▶ [PROBLEM DETAILS]: Lines before the one with "Pin the drooping" are left out; return that line and all that follow it, exactly, through the end of the data.

▶ [DATA]:
╔══
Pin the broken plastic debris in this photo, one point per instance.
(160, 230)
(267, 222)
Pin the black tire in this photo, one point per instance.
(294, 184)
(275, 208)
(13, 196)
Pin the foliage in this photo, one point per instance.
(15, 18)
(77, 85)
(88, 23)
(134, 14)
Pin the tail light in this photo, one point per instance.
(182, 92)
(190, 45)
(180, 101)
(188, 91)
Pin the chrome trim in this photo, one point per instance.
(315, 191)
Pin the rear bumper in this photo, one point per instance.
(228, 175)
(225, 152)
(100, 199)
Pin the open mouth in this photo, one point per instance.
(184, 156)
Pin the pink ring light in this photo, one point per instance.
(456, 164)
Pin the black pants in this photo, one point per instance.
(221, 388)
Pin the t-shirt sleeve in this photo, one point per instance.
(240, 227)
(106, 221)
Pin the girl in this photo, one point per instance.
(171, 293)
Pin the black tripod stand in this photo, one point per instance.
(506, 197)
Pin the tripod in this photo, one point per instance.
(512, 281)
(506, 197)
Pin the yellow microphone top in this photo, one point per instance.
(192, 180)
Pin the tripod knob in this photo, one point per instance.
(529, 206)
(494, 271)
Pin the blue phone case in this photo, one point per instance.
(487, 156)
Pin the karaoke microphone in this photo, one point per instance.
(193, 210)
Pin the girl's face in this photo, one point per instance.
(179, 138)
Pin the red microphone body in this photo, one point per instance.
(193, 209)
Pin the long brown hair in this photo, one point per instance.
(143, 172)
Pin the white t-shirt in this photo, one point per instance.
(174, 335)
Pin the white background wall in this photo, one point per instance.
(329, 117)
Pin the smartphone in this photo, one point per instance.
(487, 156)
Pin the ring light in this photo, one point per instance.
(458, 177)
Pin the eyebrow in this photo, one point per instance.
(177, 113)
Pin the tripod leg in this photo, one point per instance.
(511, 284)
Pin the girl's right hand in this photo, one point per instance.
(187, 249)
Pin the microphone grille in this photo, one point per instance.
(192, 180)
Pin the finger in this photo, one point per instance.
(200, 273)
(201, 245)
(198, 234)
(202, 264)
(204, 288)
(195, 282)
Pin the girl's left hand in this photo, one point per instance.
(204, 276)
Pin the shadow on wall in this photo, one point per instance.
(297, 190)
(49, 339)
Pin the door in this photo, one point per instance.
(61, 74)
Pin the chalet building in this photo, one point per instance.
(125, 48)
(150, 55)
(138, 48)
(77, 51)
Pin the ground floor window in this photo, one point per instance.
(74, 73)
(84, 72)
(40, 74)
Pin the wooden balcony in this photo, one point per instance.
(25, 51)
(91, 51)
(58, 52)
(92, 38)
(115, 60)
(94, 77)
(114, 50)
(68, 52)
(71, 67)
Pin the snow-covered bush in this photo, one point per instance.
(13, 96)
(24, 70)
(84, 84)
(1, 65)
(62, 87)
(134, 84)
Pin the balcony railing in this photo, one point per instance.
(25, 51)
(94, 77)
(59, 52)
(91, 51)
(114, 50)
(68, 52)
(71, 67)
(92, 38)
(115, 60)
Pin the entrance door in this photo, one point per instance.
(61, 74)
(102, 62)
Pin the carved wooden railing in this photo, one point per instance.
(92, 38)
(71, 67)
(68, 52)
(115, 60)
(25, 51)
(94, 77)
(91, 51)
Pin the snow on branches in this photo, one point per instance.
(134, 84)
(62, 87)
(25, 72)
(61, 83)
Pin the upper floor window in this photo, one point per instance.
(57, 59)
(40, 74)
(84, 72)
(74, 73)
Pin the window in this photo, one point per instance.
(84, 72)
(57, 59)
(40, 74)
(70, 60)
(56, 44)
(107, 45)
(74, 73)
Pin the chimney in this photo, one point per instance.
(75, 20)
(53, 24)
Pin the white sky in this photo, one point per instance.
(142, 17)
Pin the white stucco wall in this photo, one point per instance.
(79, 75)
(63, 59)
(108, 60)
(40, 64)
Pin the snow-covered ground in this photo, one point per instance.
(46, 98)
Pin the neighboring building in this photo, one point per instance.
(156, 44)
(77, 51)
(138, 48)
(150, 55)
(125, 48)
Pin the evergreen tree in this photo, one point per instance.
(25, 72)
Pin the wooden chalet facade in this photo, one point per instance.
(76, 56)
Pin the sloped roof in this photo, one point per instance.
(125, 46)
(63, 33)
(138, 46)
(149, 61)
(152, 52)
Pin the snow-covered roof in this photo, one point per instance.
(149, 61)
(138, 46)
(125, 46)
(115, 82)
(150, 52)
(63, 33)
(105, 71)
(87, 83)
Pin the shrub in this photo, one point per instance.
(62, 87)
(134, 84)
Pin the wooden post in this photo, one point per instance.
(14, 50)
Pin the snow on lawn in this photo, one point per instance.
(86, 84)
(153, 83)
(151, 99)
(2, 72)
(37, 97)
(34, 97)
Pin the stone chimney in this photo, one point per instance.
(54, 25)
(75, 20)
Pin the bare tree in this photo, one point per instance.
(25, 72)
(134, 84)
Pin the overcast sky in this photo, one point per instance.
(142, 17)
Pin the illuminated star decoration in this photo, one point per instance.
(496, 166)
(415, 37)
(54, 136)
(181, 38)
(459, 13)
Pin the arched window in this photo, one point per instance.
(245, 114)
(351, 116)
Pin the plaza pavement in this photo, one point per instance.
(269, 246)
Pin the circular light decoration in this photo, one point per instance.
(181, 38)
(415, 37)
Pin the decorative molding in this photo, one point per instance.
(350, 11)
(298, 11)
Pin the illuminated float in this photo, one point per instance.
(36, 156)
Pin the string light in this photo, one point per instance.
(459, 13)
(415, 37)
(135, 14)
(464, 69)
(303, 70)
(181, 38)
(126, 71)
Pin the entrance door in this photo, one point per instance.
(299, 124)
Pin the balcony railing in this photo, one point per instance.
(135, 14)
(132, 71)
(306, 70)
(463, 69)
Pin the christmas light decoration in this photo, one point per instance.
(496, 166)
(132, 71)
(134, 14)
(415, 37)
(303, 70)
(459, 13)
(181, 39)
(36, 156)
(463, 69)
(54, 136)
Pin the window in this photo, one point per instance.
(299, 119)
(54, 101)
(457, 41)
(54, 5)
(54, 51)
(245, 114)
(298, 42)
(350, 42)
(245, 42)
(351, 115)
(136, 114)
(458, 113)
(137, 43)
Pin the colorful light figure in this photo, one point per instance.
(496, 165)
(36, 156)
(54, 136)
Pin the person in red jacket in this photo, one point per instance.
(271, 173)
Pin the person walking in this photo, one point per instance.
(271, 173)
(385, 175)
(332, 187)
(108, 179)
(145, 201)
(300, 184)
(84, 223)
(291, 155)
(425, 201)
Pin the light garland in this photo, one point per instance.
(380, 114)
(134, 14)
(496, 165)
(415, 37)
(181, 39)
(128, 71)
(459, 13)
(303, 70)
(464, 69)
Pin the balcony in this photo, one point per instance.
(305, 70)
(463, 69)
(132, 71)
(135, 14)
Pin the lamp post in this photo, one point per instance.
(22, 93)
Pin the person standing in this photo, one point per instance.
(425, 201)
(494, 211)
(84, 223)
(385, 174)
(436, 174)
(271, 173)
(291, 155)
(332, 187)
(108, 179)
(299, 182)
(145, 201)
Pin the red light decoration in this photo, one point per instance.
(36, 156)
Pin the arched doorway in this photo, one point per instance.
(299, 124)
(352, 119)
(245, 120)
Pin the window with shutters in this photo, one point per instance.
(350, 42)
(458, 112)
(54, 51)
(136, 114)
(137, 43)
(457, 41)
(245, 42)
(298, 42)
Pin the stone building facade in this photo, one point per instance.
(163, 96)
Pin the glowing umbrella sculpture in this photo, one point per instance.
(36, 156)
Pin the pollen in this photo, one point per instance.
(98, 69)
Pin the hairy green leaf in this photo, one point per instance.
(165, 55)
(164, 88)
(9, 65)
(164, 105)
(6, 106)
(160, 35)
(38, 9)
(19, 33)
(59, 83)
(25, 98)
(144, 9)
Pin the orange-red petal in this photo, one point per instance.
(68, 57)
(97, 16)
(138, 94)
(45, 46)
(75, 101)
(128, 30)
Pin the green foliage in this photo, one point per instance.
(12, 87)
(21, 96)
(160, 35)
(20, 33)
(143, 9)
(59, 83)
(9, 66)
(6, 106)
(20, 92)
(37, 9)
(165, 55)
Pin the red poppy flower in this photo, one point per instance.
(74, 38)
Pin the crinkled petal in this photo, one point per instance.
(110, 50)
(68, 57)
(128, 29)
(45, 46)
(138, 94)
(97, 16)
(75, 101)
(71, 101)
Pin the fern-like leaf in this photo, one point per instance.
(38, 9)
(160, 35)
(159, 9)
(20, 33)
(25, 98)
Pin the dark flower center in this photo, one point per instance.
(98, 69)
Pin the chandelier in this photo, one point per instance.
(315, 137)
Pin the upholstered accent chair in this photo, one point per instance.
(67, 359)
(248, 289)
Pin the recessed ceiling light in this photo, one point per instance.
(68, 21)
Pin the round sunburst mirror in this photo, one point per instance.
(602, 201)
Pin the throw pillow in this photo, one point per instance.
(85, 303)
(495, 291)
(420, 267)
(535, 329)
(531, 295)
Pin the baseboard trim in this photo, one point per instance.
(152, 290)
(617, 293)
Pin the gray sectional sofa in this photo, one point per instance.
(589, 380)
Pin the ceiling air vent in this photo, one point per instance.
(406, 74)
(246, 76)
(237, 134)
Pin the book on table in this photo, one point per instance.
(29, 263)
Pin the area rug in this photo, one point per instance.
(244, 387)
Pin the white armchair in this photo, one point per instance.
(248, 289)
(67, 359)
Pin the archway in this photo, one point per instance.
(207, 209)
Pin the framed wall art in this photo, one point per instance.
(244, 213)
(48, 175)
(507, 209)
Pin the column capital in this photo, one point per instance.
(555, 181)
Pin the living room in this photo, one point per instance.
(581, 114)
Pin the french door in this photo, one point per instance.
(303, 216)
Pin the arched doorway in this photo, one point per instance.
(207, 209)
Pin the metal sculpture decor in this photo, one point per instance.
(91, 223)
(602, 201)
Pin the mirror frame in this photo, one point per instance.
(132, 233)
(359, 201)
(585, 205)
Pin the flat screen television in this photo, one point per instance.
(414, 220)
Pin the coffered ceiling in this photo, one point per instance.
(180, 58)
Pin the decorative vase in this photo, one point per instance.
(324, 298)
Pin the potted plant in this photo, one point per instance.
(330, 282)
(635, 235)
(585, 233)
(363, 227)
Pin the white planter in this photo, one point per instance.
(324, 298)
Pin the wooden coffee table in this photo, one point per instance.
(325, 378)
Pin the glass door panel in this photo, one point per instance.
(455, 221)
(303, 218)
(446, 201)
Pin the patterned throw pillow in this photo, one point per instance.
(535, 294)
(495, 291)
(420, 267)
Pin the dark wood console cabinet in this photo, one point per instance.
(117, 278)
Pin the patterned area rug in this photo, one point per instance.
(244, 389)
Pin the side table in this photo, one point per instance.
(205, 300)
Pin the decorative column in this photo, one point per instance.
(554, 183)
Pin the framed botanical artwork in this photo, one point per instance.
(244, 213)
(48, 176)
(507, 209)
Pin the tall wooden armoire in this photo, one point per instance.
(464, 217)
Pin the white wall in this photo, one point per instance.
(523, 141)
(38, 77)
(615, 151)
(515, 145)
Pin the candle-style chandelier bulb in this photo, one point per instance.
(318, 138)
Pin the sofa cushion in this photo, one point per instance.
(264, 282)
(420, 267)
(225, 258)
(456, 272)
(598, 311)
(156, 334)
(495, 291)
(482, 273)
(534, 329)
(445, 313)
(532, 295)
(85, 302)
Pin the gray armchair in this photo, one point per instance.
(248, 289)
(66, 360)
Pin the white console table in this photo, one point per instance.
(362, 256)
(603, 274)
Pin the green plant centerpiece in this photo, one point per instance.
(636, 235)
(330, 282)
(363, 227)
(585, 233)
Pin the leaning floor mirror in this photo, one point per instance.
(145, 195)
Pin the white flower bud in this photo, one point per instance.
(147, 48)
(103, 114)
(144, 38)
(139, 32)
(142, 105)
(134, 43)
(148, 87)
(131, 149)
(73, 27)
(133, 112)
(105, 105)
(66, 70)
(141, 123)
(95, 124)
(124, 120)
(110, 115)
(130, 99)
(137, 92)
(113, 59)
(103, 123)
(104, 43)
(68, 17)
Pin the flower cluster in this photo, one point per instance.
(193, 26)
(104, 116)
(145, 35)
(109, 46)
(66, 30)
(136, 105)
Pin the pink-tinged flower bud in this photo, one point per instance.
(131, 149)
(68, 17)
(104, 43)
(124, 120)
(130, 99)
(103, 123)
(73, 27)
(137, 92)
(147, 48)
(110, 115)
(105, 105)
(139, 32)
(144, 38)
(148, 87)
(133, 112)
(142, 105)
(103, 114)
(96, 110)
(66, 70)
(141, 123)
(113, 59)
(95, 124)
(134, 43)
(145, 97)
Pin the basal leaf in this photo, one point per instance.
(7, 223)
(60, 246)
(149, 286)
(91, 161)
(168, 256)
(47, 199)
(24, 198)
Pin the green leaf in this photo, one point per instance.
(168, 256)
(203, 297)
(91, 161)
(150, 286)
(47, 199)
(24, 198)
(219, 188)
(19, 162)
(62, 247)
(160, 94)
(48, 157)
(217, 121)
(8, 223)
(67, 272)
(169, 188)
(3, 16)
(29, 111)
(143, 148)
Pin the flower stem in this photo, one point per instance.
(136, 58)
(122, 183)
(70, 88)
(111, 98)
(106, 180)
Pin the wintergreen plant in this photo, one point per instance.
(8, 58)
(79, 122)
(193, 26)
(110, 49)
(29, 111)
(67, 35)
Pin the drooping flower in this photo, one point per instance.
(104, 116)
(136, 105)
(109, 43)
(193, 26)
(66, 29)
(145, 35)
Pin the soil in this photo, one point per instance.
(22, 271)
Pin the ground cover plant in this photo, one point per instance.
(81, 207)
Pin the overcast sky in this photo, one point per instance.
╚══
▶ [RESULT]:
Pin the drooping flower in this photo, one point per instance.
(104, 116)
(136, 105)
(109, 43)
(193, 26)
(66, 29)
(145, 35)
Pin the soil in this photo, one point per instance.
(22, 271)
Pin the ground cover plant in this photo, one point per instance.
(81, 207)
Pin the overcast sky in this photo, one point per instance.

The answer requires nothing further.